> **Goal of the exercise**:
Convert the material below into a two-column CSV with the headers input and output. Give each labeling text its own row, with the text in input and all the points that follow it in output. Put each field in double quotes, turn line breaks into spaces, and leave the pictures out.

-- BEGIN Records --

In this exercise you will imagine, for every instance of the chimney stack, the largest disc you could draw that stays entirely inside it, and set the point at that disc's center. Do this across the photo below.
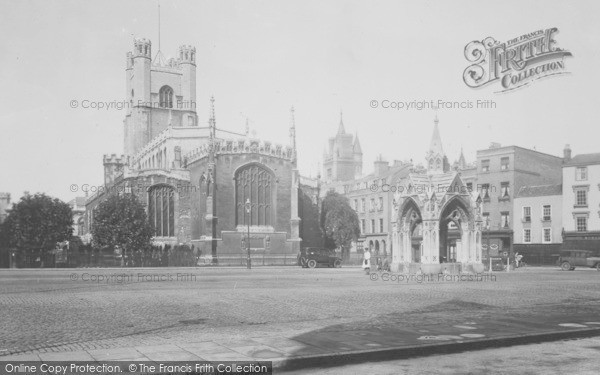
(567, 153)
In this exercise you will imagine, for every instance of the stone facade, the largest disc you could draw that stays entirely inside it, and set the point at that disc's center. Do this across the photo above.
(501, 172)
(538, 223)
(193, 182)
(581, 201)
(343, 159)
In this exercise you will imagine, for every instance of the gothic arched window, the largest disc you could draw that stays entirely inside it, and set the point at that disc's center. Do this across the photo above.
(161, 210)
(166, 97)
(255, 183)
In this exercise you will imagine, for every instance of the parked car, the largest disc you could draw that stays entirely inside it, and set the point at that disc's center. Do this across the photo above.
(312, 256)
(569, 259)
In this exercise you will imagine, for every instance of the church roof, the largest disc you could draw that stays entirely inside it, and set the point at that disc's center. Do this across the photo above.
(426, 185)
(584, 159)
(539, 191)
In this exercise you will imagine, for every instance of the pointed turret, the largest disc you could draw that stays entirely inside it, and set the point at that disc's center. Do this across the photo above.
(462, 162)
(341, 130)
(293, 133)
(356, 147)
(435, 156)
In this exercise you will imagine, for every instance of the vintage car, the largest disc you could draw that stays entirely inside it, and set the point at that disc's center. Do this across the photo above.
(569, 259)
(312, 256)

-- END Records --

> **Response below**:
input,output
"In this exercise you will imagine, for every instance of the chimney stack, the largest disc you could draw that stays entirely inside it, and set the point at that disc's center. Do this across the photo below.","(567, 153)"
"In this exercise you will imagine, for every instance of the stone facade, the largest disc you could draw that stays entirely inside it, and set the point at that disc's center. Do this across the photo above.","(501, 172) (538, 223) (193, 182) (581, 201) (343, 159)"
"In this exercise you will imagine, for every instance of the gothic arched window, the largest disc you could draw that stays entirely inside it, and set the point at that disc's center. Do this across the photo above.","(161, 210) (166, 97) (255, 183)"
"In this exercise you will imagine, for every instance of the parked car, the largest disc you could draw that stays entirely inside it, and set the point at that disc's center. Do this across the photo above.","(312, 256) (569, 259)"
"In this exercise you will imagine, for every instance of the church roof, the largest disc you could draw that stays entirely inside it, and set the point at that disc's center. Do this across the photo above.","(426, 185) (584, 159) (539, 191)"
"In this exercise you will imagine, for every instance of the pointed turret, the largest disc you could draw that stays entirely inside it, and set the point at that disc's center. Do this across the photo above.","(462, 162) (341, 130) (293, 133) (356, 147) (435, 156)"
"In this exercise you will imagine, for every instance of the vintage car, the largest disc you could draw that stays entirely inside it, and set the point at that disc's center. Do this across the photo above.","(569, 259) (312, 256)"